Return, character for character, the lines of the data below from the line containing "locate gray and" to the line containing "(1038, 350)", including both of those lines.

** Start INFORMATION PROVIDED **

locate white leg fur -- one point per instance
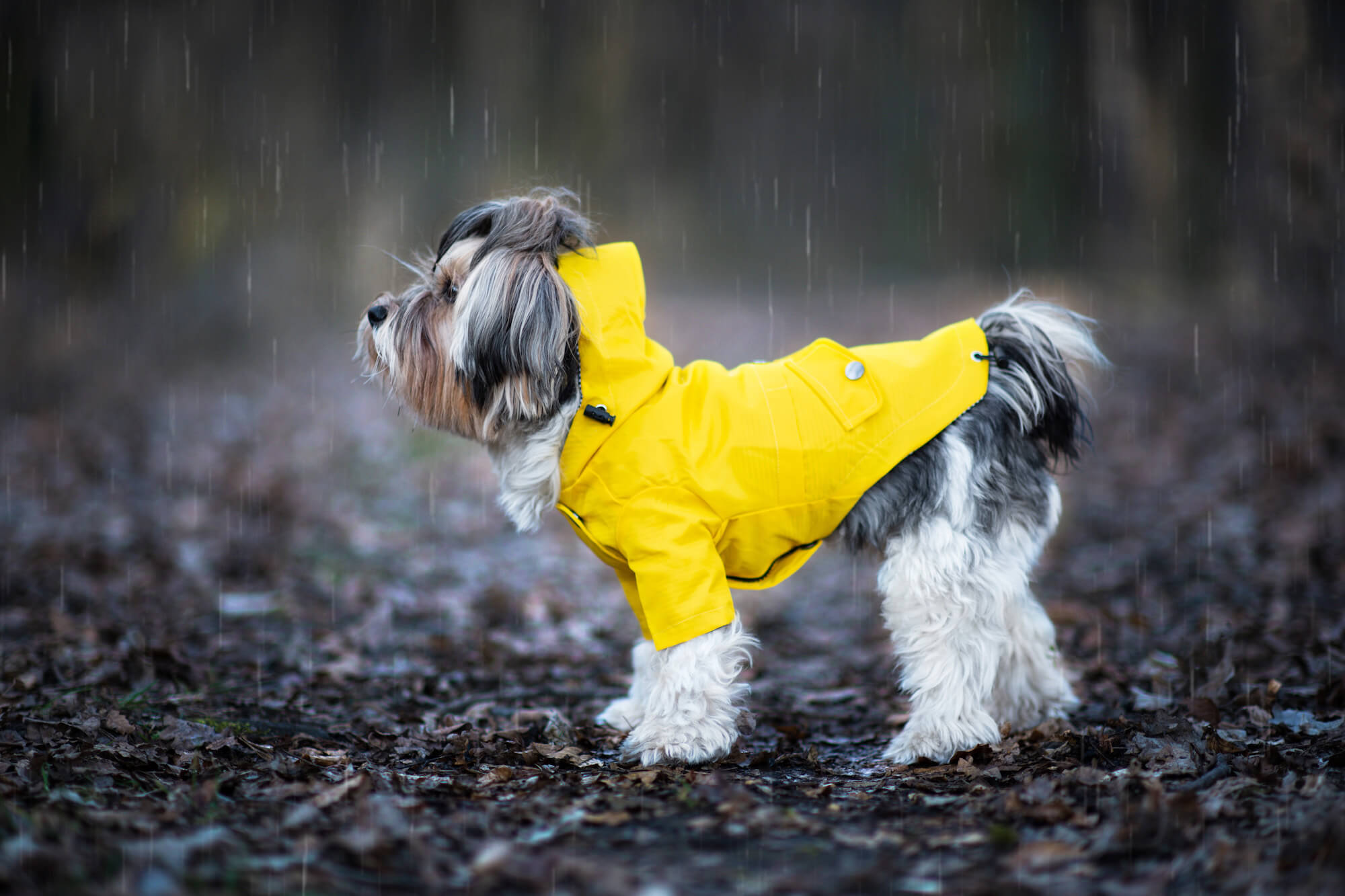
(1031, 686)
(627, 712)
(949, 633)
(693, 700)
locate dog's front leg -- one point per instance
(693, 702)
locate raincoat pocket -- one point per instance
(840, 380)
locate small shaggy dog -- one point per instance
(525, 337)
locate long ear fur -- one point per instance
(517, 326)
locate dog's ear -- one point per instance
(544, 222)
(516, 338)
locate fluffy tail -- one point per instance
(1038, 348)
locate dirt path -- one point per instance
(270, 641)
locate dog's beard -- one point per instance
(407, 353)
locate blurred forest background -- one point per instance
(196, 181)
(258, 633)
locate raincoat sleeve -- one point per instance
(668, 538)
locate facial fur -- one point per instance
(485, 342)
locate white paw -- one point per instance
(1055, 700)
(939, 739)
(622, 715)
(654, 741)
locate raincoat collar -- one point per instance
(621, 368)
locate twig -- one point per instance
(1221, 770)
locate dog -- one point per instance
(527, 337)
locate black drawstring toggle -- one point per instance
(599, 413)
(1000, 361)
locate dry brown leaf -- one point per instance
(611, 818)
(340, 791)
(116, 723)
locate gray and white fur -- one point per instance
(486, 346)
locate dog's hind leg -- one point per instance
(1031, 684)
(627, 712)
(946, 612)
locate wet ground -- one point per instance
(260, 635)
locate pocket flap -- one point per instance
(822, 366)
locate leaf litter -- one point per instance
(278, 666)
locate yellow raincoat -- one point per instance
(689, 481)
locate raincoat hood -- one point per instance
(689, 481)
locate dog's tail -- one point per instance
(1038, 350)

** End INFORMATION PROVIDED **
** Start INFORMATION PROVIDED **

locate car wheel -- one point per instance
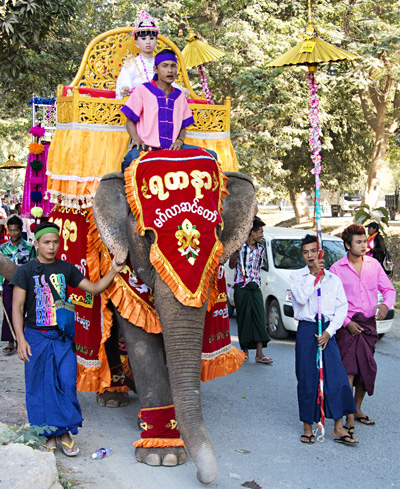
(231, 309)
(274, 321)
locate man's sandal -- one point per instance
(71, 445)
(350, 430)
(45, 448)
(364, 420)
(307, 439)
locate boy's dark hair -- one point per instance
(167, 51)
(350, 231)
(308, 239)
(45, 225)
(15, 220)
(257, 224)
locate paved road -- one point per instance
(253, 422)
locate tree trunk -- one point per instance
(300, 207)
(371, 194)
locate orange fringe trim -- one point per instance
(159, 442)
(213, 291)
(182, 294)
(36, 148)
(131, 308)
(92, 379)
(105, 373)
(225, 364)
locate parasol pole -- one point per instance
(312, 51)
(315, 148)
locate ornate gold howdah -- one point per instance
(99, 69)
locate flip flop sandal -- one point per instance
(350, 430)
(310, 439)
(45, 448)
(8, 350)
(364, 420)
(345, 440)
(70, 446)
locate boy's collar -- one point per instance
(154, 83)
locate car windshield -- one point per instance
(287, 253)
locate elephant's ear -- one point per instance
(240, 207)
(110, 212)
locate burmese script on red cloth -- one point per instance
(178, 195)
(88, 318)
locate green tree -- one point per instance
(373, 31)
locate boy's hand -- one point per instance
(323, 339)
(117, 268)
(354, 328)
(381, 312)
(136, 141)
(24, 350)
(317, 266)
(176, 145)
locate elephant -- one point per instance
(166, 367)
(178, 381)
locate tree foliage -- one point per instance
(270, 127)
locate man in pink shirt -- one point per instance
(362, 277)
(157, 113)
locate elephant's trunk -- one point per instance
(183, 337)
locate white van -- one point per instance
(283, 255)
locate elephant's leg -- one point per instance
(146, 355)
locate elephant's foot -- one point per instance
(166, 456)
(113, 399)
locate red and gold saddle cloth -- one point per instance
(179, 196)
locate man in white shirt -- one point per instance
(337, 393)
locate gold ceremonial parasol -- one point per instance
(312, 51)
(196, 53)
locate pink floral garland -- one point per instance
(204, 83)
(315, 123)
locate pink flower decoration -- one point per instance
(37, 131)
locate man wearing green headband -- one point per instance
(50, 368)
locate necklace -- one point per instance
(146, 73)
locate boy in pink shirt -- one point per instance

** End INFORMATION PROVIDED **

OUTPUT OF THE TASK =>
locate gray and white fur -- one point per instance
(486, 346)
locate dog's hind leg -- one point per instance
(1031, 684)
(627, 712)
(946, 612)
locate wet ground -- one point per instance
(260, 635)
locate pocket flap -- one point per instance
(822, 366)
locate leaf litter -- one point per instance
(278, 666)
locate yellow raincoat -- one point per instance
(689, 481)
locate raincoat hood -- one point per instance
(689, 481)
locate dog's tail -- one point per instance
(1038, 350)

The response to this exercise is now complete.